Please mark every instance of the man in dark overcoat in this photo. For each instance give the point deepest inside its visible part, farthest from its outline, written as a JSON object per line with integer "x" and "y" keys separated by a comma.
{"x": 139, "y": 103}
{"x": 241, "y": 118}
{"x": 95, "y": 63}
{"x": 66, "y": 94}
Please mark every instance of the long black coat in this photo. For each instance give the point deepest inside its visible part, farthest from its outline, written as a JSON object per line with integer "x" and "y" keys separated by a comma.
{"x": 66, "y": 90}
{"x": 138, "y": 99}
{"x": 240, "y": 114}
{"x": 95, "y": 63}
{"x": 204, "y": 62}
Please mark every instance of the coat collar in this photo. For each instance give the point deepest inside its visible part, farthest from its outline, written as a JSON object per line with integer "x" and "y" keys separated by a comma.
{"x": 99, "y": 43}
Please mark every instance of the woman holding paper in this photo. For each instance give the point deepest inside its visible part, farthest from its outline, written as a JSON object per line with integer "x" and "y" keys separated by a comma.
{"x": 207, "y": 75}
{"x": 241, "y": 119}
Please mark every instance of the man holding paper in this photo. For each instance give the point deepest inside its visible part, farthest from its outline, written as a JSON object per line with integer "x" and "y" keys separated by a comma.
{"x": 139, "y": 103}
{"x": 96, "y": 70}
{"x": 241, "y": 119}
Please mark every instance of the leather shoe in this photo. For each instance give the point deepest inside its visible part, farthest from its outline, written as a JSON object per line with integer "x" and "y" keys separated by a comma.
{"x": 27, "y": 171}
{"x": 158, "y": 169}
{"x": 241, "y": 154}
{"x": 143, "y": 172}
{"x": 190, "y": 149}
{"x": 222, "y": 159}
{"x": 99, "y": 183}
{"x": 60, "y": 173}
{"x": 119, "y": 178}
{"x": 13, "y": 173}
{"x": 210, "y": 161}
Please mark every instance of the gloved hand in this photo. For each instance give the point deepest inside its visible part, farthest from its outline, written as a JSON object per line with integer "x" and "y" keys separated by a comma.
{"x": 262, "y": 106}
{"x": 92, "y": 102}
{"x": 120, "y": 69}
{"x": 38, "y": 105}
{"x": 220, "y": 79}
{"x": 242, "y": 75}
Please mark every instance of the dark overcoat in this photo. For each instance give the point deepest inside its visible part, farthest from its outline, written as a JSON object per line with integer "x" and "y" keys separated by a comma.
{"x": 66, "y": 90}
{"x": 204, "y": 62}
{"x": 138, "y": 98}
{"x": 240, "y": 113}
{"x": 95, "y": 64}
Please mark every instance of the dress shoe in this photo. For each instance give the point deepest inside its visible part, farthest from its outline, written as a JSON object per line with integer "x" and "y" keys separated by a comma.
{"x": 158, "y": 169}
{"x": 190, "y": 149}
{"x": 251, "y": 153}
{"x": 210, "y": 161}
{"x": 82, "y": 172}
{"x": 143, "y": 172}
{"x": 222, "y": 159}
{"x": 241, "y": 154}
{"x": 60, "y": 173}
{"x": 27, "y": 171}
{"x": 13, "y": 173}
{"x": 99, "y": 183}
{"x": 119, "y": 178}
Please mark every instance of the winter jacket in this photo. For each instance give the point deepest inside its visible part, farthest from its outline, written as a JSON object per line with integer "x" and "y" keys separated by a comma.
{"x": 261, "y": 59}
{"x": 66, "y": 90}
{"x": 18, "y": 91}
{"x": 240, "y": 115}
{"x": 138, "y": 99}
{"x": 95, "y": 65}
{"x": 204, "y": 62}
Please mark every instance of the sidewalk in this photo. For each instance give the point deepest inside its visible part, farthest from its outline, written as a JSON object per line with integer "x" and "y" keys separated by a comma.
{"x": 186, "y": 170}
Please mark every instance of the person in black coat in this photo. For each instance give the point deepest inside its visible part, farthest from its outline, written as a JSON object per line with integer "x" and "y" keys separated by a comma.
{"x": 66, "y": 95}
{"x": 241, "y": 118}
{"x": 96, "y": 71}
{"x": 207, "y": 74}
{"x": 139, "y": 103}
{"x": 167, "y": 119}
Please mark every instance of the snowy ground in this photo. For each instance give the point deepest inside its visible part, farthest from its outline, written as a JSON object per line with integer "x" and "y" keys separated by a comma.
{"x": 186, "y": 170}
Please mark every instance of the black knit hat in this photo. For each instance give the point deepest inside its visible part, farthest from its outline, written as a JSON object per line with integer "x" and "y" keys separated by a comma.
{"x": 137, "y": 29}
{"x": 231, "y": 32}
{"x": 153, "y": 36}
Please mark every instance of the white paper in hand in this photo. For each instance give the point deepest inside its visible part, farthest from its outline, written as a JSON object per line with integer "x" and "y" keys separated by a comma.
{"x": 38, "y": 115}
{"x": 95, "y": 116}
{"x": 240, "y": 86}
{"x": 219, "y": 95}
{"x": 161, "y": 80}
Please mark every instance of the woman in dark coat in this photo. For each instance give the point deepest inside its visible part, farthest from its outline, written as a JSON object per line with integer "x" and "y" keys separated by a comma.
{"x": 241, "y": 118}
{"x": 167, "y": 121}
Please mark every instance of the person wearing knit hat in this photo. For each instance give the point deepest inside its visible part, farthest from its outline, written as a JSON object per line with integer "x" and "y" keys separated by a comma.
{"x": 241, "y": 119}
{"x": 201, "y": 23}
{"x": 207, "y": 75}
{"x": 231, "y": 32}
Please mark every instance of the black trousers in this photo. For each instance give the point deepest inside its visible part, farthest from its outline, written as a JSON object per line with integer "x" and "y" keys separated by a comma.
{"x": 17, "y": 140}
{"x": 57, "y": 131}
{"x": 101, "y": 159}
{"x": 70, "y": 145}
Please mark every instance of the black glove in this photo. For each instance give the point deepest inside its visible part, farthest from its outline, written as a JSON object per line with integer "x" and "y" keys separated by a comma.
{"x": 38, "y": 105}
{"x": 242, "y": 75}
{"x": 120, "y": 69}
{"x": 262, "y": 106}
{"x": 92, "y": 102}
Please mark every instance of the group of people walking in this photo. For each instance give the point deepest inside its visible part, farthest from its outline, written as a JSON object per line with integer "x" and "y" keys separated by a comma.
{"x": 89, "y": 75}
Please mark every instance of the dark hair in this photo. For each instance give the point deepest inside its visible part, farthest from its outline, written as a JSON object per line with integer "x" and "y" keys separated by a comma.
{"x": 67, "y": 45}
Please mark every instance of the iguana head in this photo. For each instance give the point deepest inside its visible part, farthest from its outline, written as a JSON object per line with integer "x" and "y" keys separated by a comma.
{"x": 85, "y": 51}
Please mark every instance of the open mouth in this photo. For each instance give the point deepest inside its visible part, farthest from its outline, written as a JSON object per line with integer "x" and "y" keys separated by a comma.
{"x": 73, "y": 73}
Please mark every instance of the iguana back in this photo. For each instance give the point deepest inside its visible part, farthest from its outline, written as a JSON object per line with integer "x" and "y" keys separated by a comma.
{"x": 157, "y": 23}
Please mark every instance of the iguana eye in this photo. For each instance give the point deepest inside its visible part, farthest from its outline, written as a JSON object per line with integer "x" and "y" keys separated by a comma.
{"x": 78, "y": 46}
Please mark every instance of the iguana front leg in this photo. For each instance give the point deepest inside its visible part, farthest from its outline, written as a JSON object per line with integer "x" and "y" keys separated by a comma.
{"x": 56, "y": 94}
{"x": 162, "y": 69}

SHORT EXERCISE: Render every one of the rows above as a JSON list of strings, with one string for each line and blank lines omitted.

FINAL ANSWER:
[
  "Please mark every instance of the man in dark overcoat in this photo. For each instance give the point deepest inside its visible part, farthest from its outline, written as a JSON object per line with integer \"x\" and \"y\" keys separated by a comma.",
  "{\"x\": 139, \"y\": 103}",
  "{\"x\": 241, \"y\": 118}",
  "{\"x\": 95, \"y\": 63}",
  "{\"x\": 66, \"y\": 94}",
  "Please mark every instance of the long black coat in this photo. For each instance give the point deepest inside its visible part, farthest from its outline, written as a JSON object per line with integer \"x\" and \"y\" keys separated by a comma.",
  "{\"x\": 66, \"y\": 90}",
  "{\"x\": 138, \"y\": 99}",
  "{\"x\": 240, \"y\": 114}",
  "{\"x\": 95, \"y\": 63}",
  "{\"x\": 204, \"y\": 62}",
  "Please mark every instance of the coat collar in this photo. For each instance give the point deepest inside its visible part, farthest from its outline, written as a JSON object per line with integer \"x\" and \"y\" keys separated by a comma.",
  "{\"x\": 99, \"y\": 43}",
  "Please mark every instance of the woman holding paper in this photo. For each instance give the point deepest inside its visible part, farthest from its outline, written as a JSON object per line with integer \"x\" and \"y\" keys separated by a comma.",
  "{\"x\": 207, \"y\": 75}",
  "{\"x\": 241, \"y\": 119}",
  "Please mark every instance of the man holding paper in this photo. For each instance give the point deepest inside its visible part, farthest from its outline, written as a JSON object per line with integer \"x\" and \"y\" keys separated by a comma.",
  "{\"x\": 139, \"y\": 103}",
  "{\"x\": 96, \"y\": 70}",
  "{\"x\": 241, \"y\": 119}",
  "Please mark every instance of the leather shoe in this photo. For each instance give the point deepest inside its visible part, farthest from its outline, written as a JSON object per line with integer \"x\" and \"y\" keys separated by a comma.",
  "{\"x\": 27, \"y\": 171}",
  "{\"x\": 158, \"y\": 169}",
  "{\"x\": 241, \"y\": 154}",
  "{\"x\": 143, \"y\": 172}",
  "{\"x\": 190, \"y\": 149}",
  "{\"x\": 222, \"y\": 159}",
  "{\"x\": 99, \"y\": 183}",
  "{\"x\": 60, \"y\": 173}",
  "{\"x\": 119, \"y\": 178}",
  "{\"x\": 13, \"y\": 173}",
  "{\"x\": 210, \"y\": 161}",
  "Please mark every instance of the gloved hand in this photo. For each instance give the point deepest inside its visible part, farthest from its outline, written as a JSON object per line with integer \"x\" and \"y\" keys separated by a comma.",
  "{\"x\": 262, \"y\": 106}",
  "{\"x\": 92, \"y\": 102}",
  "{\"x\": 120, \"y\": 69}",
  "{\"x\": 38, \"y\": 105}",
  "{\"x\": 220, \"y\": 79}",
  "{\"x\": 242, \"y\": 75}",
  "Please mark every instance of the dark overcoat in this photo. For each instance give the point deepest inside its visible part, farthest from its outline, written as a JSON object per line with integer \"x\" and \"y\" keys separated by a comma.",
  "{\"x\": 66, \"y\": 90}",
  "{\"x\": 204, \"y\": 62}",
  "{\"x\": 138, \"y\": 98}",
  "{\"x\": 240, \"y\": 113}",
  "{\"x\": 95, \"y\": 64}",
  "Please mark every instance of the dress shoe in this photo. For each instance give the point deepest inside its visible part, farthest from its outline, written as a JSON object per line with integer \"x\" and \"y\" keys separated by a comma.",
  "{\"x\": 158, \"y\": 169}",
  "{\"x\": 190, \"y\": 149}",
  "{\"x\": 251, \"y\": 153}",
  "{\"x\": 210, \"y\": 161}",
  "{\"x\": 82, \"y\": 172}",
  "{\"x\": 143, \"y\": 172}",
  "{\"x\": 222, \"y\": 159}",
  "{\"x\": 241, \"y\": 154}",
  "{\"x\": 60, \"y\": 173}",
  "{\"x\": 27, \"y\": 171}",
  "{\"x\": 13, \"y\": 173}",
  "{\"x\": 99, \"y\": 183}",
  "{\"x\": 119, \"y\": 178}",
  "Please mark every instance of the winter jacket in this photo. For each instance give the point deepest inside its visible part, farthest from its outline, written as a JSON object per line with integer \"x\" and \"y\" keys separated by a comma.",
  "{\"x\": 261, \"y\": 59}",
  "{\"x\": 66, \"y\": 90}",
  "{\"x\": 18, \"y\": 91}",
  "{\"x\": 240, \"y\": 115}",
  "{\"x\": 138, \"y\": 99}",
  "{\"x\": 95, \"y\": 65}",
  "{\"x\": 204, \"y\": 62}",
  "Please mark every instance of the sidewalk in this photo. For each instance give the point deepest inside its visible part, farthest from its outline, written as a JSON object per line with integer \"x\" and \"y\" keys separated by a comma.",
  "{\"x\": 186, \"y\": 170}",
  "Please mark every instance of the person in black coat in this photo. For each instance give the point deepest inside its visible part, farthest from its outline, written as a JSON object per line with integer \"x\" and \"y\" keys separated by a comma.",
  "{\"x\": 66, \"y\": 95}",
  "{\"x\": 241, \"y\": 118}",
  "{\"x\": 96, \"y\": 71}",
  "{\"x\": 207, \"y\": 74}",
  "{\"x\": 139, \"y\": 103}",
  "{\"x\": 167, \"y\": 119}",
  "Please mark every instance of the snowy ground in this photo. For each instance give the point deepest inside its visible part, farthest from its outline, written as a JSON object per line with integer \"x\" and \"y\" keys separated by a comma.",
  "{\"x\": 186, \"y\": 170}",
  "Please mark every instance of the black knit hat in this photo. For each instance give the point deepest inside its visible part, farthest from its outline, written as a JSON object per line with integer \"x\" and \"y\" keys separated by a comma.",
  "{\"x\": 137, \"y\": 29}",
  "{\"x\": 231, \"y\": 32}",
  "{\"x\": 153, \"y\": 36}",
  "Please mark every instance of the white paper in hand in this photo. For each instance give the point deepest inside its visible part, farthest from its outline, written as a JSON object per line with integer \"x\" and \"y\" keys separated by a comma.",
  "{\"x\": 38, \"y\": 115}",
  "{\"x\": 95, \"y\": 116}",
  "{\"x\": 240, \"y\": 86}",
  "{\"x\": 219, \"y\": 95}",
  "{\"x\": 161, \"y\": 80}",
  "Please mark every instance of the woman in dark coat in this photo. For each instance give the point deepest inside its visible part, farthest from its outline, written as a JSON object per line with integer \"x\" and \"y\" keys separated by a comma.",
  "{\"x\": 241, \"y\": 118}",
  "{\"x\": 167, \"y\": 121}",
  "Please mark every instance of the person wearing knit hat in this photo. For each instance give the point deepest inside its visible part, farthest from its outline, written as a JSON object per line with integer \"x\" and \"y\" keys separated by a comma.",
  "{\"x\": 241, \"y\": 119}",
  "{\"x\": 201, \"y\": 23}",
  "{\"x\": 207, \"y\": 75}",
  "{\"x\": 231, \"y\": 32}",
  "Please mark every instance of the black trousers in this photo. For each instance give the point deepest inside its visible part, farthest from its outline, written as a JSON object per line with integer \"x\" and \"y\" keys separated by a comma.",
  "{\"x\": 17, \"y\": 140}",
  "{\"x\": 57, \"y\": 131}",
  "{\"x\": 101, \"y\": 159}",
  "{\"x\": 70, \"y\": 145}",
  "Please mark every instance of the black glove in this photo. For each instance give the point deepest inside its visible part, farthest from its outline, written as a JSON object per line with integer \"x\" and \"y\" keys separated by a comma.",
  "{\"x\": 38, \"y\": 105}",
  "{\"x\": 242, \"y\": 75}",
  "{\"x\": 120, \"y\": 69}",
  "{\"x\": 262, \"y\": 106}",
  "{\"x\": 92, \"y\": 102}",
  "Please mark every instance of the group of people walking in this photo. For each instance give the point deepest inside its visible part, farthest from its outline, written as a JSON object per line with integer \"x\" and \"y\" keys separated by a comma.",
  "{\"x\": 89, \"y\": 75}",
  "Please mark every instance of the dark hair in this photo. For each instance give the point deepest inside its visible part, farthest from its outline, written as a JSON object per line with integer \"x\" and \"y\" keys separated by a comma.",
  "{\"x\": 67, \"y\": 45}",
  "Please mark every instance of the iguana head in this photo. For each instance give the point deepest inside its visible part, farthest from its outline, written as a JSON object per line with integer \"x\" and \"y\" keys separated by a comma.",
  "{\"x\": 85, \"y\": 51}",
  "Please mark every instance of the open mouth in this photo. For each instance give the point deepest inside its visible part, farthest from its outline, written as a JSON object per line with integer \"x\" and \"y\" keys separated by a comma.",
  "{\"x\": 73, \"y\": 73}",
  "Please mark every instance of the iguana back in this photo. For each instance give the point deepest inside its visible part, farthest from its outline, written as a JSON object per line with integer \"x\" and \"y\" keys separated by a comma.",
  "{\"x\": 157, \"y\": 23}",
  "Please mark every instance of the iguana eye in this photo. For each instance give the point deepest inside its visible part, farthest from its outline, written as a JSON object per line with integer \"x\" and \"y\" keys separated by a comma.",
  "{\"x\": 78, \"y\": 46}",
  "Please mark every instance of the iguana front leg in this photo. For each instance give the point deepest inside its visible part, farthest from its outline, written as a JSON object per line with integer \"x\" and \"y\" keys separated by a comma.",
  "{\"x\": 56, \"y\": 94}",
  "{\"x\": 162, \"y\": 69}"
]